> **WHAT YOU WILL DO**:
• 1. Transcribe the SketchREAD summary word for word, covering everything from "Alvarado, Christine, and" down to "and domain patterns.".
• 2. According to the SketchREAD summary, why are templates of predefined DBNs brought out and connected together? Answer in one to three sentences.
• 3. Write the next part of the SketchREAD summary, starting after its last sentence.

> **EXTRACTED TEXT**:
-------

Wednesday, December 12, 2007

Alvarado -- SketchREAD

Alvarado, Christine, and Randall Davis. "SketchREAD: A Multi-Domain Sketch Recognition Engine."

Summary



Alvarado presents a new engine for sketch recognition that uses dynamic Bayesian networks (DBNs). Incoming strokes are parsed, as they are drawn, into sets of low-level primitives using Sezgin/Stahovich's toolkit. These primitives are fed into DBNs that give probabilities for the strokes forming certain shapes. Templates of predefined DBNs are brought out and connected together to match the primitives and connect the primitives together in a logical fashion. DBNs are interconnected to form networks that yield probabilities for high level shapes and what the authors call domain shapes and domain patterns.

-------

> **INFORMATION PROVIDED**:
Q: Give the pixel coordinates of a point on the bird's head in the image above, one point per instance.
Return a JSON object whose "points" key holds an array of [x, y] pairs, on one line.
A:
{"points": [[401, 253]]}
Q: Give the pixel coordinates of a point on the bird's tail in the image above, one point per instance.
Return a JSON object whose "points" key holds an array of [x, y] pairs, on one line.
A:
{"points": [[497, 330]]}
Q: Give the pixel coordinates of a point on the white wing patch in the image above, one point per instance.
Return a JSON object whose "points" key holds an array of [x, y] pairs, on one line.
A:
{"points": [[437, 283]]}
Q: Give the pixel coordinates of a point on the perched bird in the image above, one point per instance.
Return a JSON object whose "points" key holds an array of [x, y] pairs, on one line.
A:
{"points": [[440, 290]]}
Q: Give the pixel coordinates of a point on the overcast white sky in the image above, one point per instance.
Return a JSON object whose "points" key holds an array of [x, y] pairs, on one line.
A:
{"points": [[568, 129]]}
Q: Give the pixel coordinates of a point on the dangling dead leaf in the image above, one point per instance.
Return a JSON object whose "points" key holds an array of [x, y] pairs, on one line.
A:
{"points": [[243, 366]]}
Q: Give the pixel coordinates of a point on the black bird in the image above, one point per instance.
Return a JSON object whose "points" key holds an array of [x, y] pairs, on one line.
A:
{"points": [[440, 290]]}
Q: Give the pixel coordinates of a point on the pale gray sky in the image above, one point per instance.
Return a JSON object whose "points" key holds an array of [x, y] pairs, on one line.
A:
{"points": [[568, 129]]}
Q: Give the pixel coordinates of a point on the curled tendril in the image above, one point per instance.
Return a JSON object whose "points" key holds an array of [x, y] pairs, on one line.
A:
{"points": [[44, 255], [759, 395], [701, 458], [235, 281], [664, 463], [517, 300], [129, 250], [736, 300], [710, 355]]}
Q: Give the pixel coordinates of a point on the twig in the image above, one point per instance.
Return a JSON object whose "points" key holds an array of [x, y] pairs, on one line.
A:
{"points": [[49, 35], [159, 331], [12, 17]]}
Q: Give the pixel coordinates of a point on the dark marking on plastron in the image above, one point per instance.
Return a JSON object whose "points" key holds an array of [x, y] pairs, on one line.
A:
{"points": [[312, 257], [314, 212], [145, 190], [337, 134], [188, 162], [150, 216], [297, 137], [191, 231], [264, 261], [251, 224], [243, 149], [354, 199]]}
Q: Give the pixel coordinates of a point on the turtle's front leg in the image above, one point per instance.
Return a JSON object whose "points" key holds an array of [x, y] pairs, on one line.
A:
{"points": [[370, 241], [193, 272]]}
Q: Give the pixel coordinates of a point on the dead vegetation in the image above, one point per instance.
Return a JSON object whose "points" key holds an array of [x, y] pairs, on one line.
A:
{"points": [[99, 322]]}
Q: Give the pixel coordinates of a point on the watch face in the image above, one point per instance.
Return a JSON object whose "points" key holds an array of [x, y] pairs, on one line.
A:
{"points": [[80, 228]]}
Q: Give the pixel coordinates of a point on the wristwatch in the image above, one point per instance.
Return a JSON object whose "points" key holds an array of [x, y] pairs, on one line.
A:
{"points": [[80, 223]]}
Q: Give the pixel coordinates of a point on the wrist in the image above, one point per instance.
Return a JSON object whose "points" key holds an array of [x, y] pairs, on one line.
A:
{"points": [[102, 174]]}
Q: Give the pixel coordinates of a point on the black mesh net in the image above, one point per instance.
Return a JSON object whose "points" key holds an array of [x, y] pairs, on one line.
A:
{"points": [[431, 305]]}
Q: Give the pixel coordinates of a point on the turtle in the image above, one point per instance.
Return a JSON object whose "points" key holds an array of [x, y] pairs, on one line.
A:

-------

> **PER-TASK OUTPUTS**:
• 1.
Alvarado, Christine, and Randall Davis. "SketchREAD: A Multi-Domain Sketch Recognition Engine."

Summary



Alvarado presents a new engine for sketch recognition that uses dynamic Bayesian networks (DBNs). Incoming strokes are parsed, as they are drawn, into sets of low-level primitives using Sezgin/Stahovich's toolkit. These primitives are fed into DBNs that give probabilities for the strokes forming certain shapes. Templates of predefined DBNs are brought out and connected together to match the primitives and connect the primitives together in a logical fashion. DBNs are interconnected to form networks that yield probabilities for high level shapes and what the authors call domain shapes and domain patterns.

• 2. They are brought out and connected together to match the primitives and to connect the primitives together in a logical fashion.

• 3.
The DBNs are used for bottom-up recognition, where the primitives are pieced together into shapes, etc, and also for top-down recognition. The top-down portion of the program allows the engine to compensate for shapes that have not yet been finished. It also allows the system to revisit primitives and shapes and determine their accuracy. For instance, if a stroke is split into a 5-line polyline, but the domain has no 5-line shapes, the top-down recognizer can prune the 5-line hypothesis and generate others to test, such as a 2-, 3-, and 4-line hypothesis. Hypotheses are generated at each stage of recognition to see which possible interpretation of the strokes/shapes is most likely. The system has a pruning mechanism to prune those hypothesis without enough support in order to keep the state space from exploding, but this sometimes prunes correct hypotheses that just have not had enough time to develop (e.g. user still drawing finishing strokes). The top-down recognizer is expecting to re-add these pruned-but-correct hypotheses back in.

The engine was tested on two sets of sketches, 10 family trees that were relatively clean and simple, and 80 circuit diagrams, which were far more complex. On average, SketchREAD got 77% of the family tree shapes right, and 62% of the circuit shapes right.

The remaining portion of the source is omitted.